Return the listing below unchanged, minus its pictures.
**** The records
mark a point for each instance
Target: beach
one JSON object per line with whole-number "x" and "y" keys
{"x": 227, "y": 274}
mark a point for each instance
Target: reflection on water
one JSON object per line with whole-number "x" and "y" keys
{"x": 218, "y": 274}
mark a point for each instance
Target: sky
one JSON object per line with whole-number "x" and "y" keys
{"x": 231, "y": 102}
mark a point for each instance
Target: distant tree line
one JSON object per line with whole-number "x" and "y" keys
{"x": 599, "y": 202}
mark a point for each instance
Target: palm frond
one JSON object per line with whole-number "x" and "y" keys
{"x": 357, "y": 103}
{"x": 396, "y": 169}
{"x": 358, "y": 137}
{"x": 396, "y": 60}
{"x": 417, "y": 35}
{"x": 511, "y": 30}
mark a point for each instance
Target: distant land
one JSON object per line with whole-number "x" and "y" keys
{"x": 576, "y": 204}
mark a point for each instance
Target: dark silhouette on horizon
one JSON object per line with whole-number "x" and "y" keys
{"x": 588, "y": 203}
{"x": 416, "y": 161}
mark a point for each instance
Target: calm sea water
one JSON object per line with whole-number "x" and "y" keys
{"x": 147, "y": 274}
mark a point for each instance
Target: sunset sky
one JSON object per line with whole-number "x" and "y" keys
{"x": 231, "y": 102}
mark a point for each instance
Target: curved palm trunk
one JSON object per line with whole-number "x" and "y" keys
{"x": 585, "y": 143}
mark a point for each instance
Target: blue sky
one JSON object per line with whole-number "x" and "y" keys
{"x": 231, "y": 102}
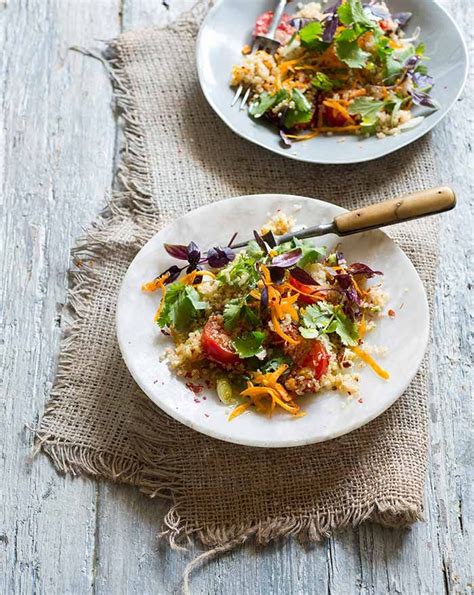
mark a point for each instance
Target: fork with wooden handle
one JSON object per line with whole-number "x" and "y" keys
{"x": 396, "y": 210}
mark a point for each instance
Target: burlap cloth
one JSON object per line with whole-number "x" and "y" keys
{"x": 179, "y": 156}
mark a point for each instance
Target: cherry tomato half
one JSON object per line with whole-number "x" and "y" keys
{"x": 284, "y": 30}
{"x": 305, "y": 299}
{"x": 317, "y": 359}
{"x": 217, "y": 344}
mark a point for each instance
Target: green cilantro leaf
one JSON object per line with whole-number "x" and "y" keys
{"x": 250, "y": 345}
{"x": 394, "y": 64}
{"x": 350, "y": 53}
{"x": 266, "y": 101}
{"x": 367, "y": 108}
{"x": 237, "y": 310}
{"x": 301, "y": 113}
{"x": 311, "y": 35}
{"x": 322, "y": 82}
{"x": 181, "y": 307}
{"x": 323, "y": 318}
{"x": 275, "y": 362}
{"x": 420, "y": 49}
{"x": 352, "y": 13}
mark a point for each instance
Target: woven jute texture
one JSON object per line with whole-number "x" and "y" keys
{"x": 179, "y": 156}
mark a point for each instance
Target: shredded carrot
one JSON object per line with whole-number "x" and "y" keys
{"x": 369, "y": 360}
{"x": 362, "y": 328}
{"x": 357, "y": 92}
{"x": 257, "y": 391}
{"x": 279, "y": 331}
{"x": 157, "y": 283}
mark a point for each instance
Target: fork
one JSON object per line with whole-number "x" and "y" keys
{"x": 267, "y": 43}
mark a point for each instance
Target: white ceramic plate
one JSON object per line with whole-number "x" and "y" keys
{"x": 228, "y": 27}
{"x": 329, "y": 414}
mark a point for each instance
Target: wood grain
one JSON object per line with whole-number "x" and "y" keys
{"x": 62, "y": 535}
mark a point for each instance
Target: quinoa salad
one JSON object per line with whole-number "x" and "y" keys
{"x": 270, "y": 323}
{"x": 346, "y": 68}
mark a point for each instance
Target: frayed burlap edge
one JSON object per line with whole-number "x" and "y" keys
{"x": 134, "y": 204}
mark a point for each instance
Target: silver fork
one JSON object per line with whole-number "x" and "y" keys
{"x": 267, "y": 43}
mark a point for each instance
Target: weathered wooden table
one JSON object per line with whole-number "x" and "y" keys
{"x": 58, "y": 535}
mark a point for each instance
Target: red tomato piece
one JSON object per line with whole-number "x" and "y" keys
{"x": 317, "y": 359}
{"x": 308, "y": 289}
{"x": 217, "y": 344}
{"x": 284, "y": 29}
********
- Solution to this task:
mark a point for each instance
Target: beach
one JSON object per line with whole-number "x" and "y" keys
{"x": 227, "y": 274}
mark a point for each instance
Target: reflection on water
one JSON object per line with whole-number "x" and "y" keys
{"x": 218, "y": 274}
mark a point for each instance
Target: sky
one JSON object per line with whole-number "x" and "y" keys
{"x": 231, "y": 102}
mark a point for each instance
Target: distant tree line
one JSON object per line with whole-number "x" and "y" keys
{"x": 599, "y": 202}
mark a point for each instance
Target: palm frond
one JSON object per line with whole-number "x" and "y" keys
{"x": 357, "y": 103}
{"x": 396, "y": 169}
{"x": 358, "y": 137}
{"x": 396, "y": 60}
{"x": 417, "y": 35}
{"x": 511, "y": 30}
mark a point for each instance
Target: distant land
one JSON object per line with whole-number "x" and "y" keys
{"x": 576, "y": 204}
mark a point for each instance
Target: dark silhouette on horizon
one JSON object per line with whole-number "x" and "y" keys
{"x": 588, "y": 203}
{"x": 416, "y": 161}
mark a point for each instance
Target: calm sea water
one JSON object per line with whole-number "x" and "y" keys
{"x": 147, "y": 274}
mark a point for each instance
Target: sunset sky
one JSON object per line with whole-number "x" and "y" keys
{"x": 231, "y": 102}
mark a point for each instance
Target: curved palm trunk
one JSON object per line with whole-number "x" and "y" keys
{"x": 585, "y": 143}
mark a point for each instance
Target: blue sky
one JSON object per line with whole-number "x" and "y" keys
{"x": 231, "y": 102}
mark a point for each instance
Target: fork with wooden handle
one JSON object per line with whole-number "x" and "y" keys
{"x": 396, "y": 210}
mark a point for each instance
Target: burlap cloth
one JSON object per line with whole-number "x" and "y" keys
{"x": 179, "y": 156}
mark a point for each instance
Target: cherry tomato half
one JSON object per line with whole-number "x" and "y" keys
{"x": 284, "y": 30}
{"x": 305, "y": 299}
{"x": 317, "y": 359}
{"x": 217, "y": 344}
mark a point for each instance
Target: green cilantro leaf
one JSON object per line with whole-number "x" and "y" keys
{"x": 250, "y": 345}
{"x": 394, "y": 64}
{"x": 350, "y": 53}
{"x": 266, "y": 101}
{"x": 367, "y": 108}
{"x": 237, "y": 310}
{"x": 301, "y": 113}
{"x": 311, "y": 35}
{"x": 322, "y": 82}
{"x": 181, "y": 307}
{"x": 323, "y": 318}
{"x": 275, "y": 362}
{"x": 420, "y": 49}
{"x": 352, "y": 13}
mark a point for each instance
Target: woven jute texture
one JSON object per line with whole-number "x" and "y" keys
{"x": 179, "y": 156}
mark a point for each instance
Target: shredded carrot
one JSON object per line with whole-number "x" and "y" keys
{"x": 369, "y": 360}
{"x": 362, "y": 328}
{"x": 357, "y": 92}
{"x": 257, "y": 391}
{"x": 279, "y": 331}
{"x": 157, "y": 283}
mark a point for each instance
Target: fork
one JSON object per line with whole-number "x" and "y" keys
{"x": 267, "y": 43}
mark a point for each instance
Target: white ceramic plate
one JSON object per line with whole-number "x" and "y" keys
{"x": 228, "y": 27}
{"x": 329, "y": 414}
mark a point for each instance
Target: wood grain
one JSON object per line with whole-number "x" and "y" keys
{"x": 62, "y": 535}
mark a point for each instance
Target: quinoa salad
one JSON object per line with whole-number "x" and "y" keys
{"x": 270, "y": 323}
{"x": 346, "y": 68}
mark a point for each instance
Target: frayed burlap edge
one JSON object per line with whole-number "x" and "y" keys
{"x": 134, "y": 204}
mark a point for each instance
Target: silver fork
one JSON object per line with whole-number "x" and "y" keys
{"x": 267, "y": 43}
mark a point for each instance
Target: weathered wooden table
one JSON object per line with whole-number "x" and "y" keys
{"x": 58, "y": 535}
mark a point for each instance
Target: red tomato piece
one JSON object per line with whole-number "x" and "y" keys
{"x": 317, "y": 359}
{"x": 308, "y": 289}
{"x": 217, "y": 344}
{"x": 284, "y": 29}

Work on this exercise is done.